# What you will do
Rewrite the rows from the line containing "Place a dot on every instance of the shrub, one" through the end of the rows, both ends included, keeping every request line. Multiply each coordinate in the answers by 0.4, round to whole numbers with halves going up, and omit the pictures.

Photo object pointing rows:
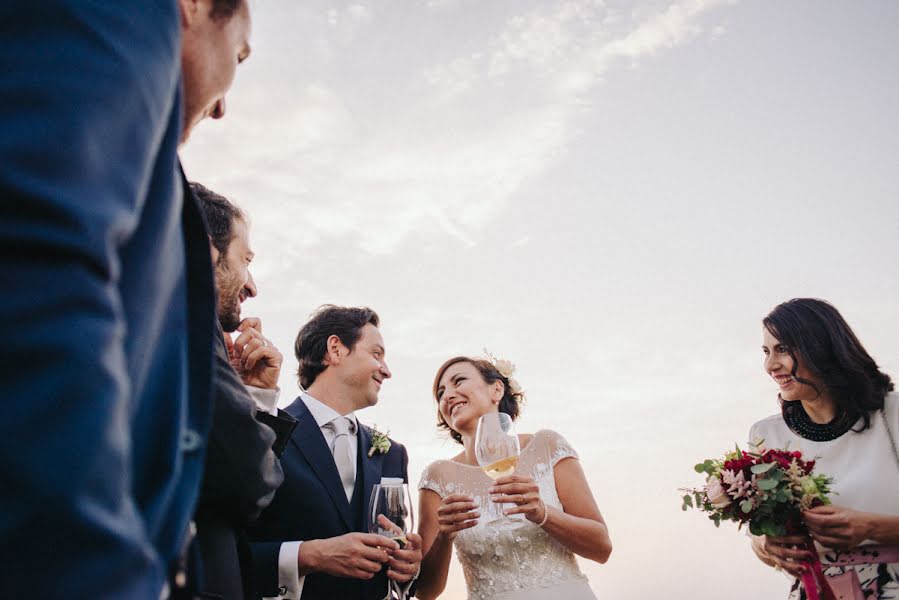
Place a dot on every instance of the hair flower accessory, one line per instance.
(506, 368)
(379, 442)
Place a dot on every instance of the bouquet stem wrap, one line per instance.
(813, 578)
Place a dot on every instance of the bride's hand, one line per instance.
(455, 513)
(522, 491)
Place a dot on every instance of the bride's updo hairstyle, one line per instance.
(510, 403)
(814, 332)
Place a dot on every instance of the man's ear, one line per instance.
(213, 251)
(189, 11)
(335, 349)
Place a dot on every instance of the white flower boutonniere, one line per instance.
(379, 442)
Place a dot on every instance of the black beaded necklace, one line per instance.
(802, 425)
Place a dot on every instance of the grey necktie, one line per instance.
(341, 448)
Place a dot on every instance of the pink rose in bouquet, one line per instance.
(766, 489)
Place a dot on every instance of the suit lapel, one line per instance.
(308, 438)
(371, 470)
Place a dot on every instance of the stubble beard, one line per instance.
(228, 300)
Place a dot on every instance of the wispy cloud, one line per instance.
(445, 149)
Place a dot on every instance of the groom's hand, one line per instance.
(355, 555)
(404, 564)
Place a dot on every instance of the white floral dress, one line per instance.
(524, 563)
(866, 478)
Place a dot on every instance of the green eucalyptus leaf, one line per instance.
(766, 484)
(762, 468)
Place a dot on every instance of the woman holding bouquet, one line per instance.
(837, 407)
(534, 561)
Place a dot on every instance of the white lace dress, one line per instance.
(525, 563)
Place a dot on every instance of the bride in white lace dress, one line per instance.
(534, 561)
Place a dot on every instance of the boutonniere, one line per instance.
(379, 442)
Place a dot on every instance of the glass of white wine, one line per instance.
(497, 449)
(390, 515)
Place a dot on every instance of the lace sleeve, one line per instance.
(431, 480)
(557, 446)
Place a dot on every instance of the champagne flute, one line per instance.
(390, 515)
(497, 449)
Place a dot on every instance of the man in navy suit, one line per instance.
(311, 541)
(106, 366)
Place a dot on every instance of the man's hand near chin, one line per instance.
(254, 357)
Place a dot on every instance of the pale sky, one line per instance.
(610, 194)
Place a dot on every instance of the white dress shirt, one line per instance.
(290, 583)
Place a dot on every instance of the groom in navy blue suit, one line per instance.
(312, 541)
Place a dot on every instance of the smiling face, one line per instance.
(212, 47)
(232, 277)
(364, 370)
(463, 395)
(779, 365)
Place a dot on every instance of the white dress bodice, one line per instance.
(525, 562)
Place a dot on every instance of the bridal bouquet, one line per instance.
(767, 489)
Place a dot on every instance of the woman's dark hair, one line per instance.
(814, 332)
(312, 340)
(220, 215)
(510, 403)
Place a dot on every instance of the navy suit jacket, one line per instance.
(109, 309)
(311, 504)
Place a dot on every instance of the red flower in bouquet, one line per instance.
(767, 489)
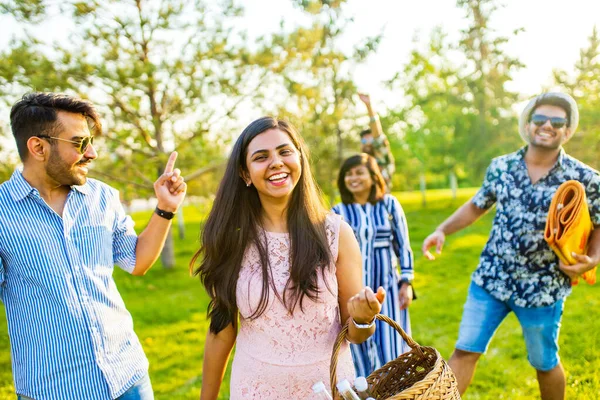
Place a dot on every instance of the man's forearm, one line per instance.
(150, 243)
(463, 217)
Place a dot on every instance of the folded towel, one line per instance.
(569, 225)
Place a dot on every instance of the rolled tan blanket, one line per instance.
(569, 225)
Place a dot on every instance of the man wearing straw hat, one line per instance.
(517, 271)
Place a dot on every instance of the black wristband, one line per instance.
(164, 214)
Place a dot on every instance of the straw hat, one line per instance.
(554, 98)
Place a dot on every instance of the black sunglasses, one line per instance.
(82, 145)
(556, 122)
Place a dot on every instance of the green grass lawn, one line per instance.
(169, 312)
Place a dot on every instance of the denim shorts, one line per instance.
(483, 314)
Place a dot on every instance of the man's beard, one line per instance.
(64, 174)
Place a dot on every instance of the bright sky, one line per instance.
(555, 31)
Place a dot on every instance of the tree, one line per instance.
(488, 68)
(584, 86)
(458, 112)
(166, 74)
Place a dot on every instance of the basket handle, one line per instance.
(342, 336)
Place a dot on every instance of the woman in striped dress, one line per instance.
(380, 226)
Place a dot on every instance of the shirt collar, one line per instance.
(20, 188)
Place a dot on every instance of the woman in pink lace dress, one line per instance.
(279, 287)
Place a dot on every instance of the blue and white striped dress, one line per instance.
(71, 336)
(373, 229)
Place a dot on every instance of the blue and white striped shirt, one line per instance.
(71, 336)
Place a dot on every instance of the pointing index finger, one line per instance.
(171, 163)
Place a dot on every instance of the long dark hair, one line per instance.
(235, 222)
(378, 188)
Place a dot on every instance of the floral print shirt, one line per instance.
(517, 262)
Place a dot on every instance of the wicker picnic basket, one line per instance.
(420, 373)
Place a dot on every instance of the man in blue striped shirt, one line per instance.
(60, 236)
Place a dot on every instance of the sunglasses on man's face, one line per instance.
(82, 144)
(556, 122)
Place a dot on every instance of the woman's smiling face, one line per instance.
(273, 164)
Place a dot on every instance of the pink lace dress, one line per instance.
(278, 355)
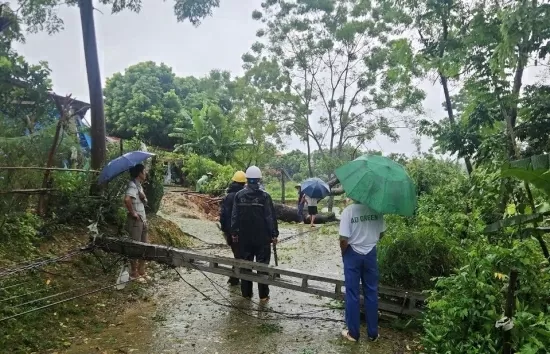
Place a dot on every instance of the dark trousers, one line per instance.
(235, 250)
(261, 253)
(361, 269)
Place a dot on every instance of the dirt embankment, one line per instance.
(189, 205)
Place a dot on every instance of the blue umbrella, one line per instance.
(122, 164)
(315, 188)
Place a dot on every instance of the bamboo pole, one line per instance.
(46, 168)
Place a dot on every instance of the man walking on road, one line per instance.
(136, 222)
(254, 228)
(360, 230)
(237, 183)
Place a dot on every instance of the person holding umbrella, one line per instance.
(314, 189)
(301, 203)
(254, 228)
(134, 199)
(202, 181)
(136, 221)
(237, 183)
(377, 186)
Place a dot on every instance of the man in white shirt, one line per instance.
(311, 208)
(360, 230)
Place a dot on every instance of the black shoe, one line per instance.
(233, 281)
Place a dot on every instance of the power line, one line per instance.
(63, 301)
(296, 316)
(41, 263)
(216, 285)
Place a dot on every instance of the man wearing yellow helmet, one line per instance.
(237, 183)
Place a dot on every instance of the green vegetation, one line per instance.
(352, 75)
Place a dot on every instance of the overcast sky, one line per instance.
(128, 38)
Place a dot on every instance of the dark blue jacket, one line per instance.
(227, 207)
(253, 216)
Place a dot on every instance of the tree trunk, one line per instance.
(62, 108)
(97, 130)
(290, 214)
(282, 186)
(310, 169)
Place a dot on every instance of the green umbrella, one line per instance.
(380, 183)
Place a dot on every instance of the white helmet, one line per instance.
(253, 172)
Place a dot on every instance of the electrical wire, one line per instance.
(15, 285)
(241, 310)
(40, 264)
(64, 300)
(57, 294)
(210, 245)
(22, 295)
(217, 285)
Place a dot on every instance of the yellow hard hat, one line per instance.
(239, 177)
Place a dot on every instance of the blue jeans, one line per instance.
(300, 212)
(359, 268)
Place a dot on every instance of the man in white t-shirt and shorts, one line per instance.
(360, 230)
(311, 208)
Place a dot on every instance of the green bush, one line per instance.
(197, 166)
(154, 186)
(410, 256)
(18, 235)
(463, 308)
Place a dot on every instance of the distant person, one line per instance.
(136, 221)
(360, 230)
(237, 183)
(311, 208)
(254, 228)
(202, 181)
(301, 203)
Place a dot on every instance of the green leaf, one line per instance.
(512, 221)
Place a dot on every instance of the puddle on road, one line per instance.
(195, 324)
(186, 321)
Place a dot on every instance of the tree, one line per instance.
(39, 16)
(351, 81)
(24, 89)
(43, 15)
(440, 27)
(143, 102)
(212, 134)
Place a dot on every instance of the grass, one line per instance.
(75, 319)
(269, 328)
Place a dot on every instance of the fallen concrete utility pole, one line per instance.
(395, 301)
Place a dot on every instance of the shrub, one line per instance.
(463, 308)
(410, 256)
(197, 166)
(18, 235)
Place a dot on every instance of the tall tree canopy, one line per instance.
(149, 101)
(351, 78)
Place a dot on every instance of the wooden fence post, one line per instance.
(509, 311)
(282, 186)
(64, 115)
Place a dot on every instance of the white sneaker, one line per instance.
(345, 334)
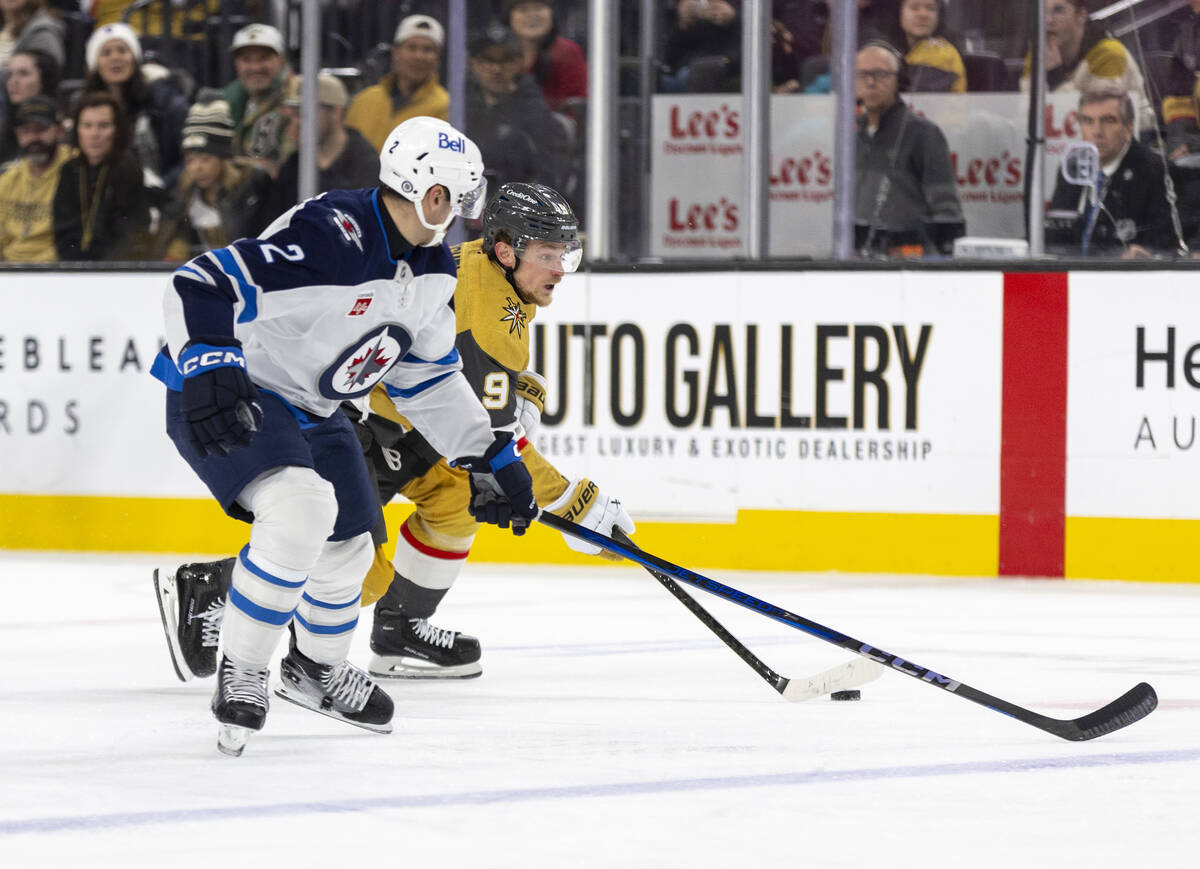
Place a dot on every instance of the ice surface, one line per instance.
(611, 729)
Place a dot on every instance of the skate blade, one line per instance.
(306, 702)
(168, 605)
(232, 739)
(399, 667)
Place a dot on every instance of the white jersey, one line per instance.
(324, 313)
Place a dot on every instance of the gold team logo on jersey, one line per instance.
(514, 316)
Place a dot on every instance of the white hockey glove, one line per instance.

# Output for this task
Place a dot on every instance of the shrub, one line per instance.
(185, 123)
(164, 102)
(79, 66)
(7, 94)
Place a dot on every instance of the tall tree canopy, one line per instance.
(60, 40)
(140, 31)
Place a dot on every instance of the wooden fence post, one line per instance.
(204, 124)
(113, 74)
(26, 46)
Place a dot on every instance of the white sneaker, one line per instance.
(138, 134)
Place a dot on every instance of the ice surface, one line per instance.
(244, 292)
Place a dot on every instance of the skate blade, one line per instance.
(122, 281)
(67, 242)
(93, 296)
(160, 267)
Place a dot on every instance of the white jersey, one line per instance.
(130, 125)
Place a dot on every instance of the gold team logo on jersey, one line per instance.
(206, 126)
Place a dot on every instance of the white hockey glove, one line per instance.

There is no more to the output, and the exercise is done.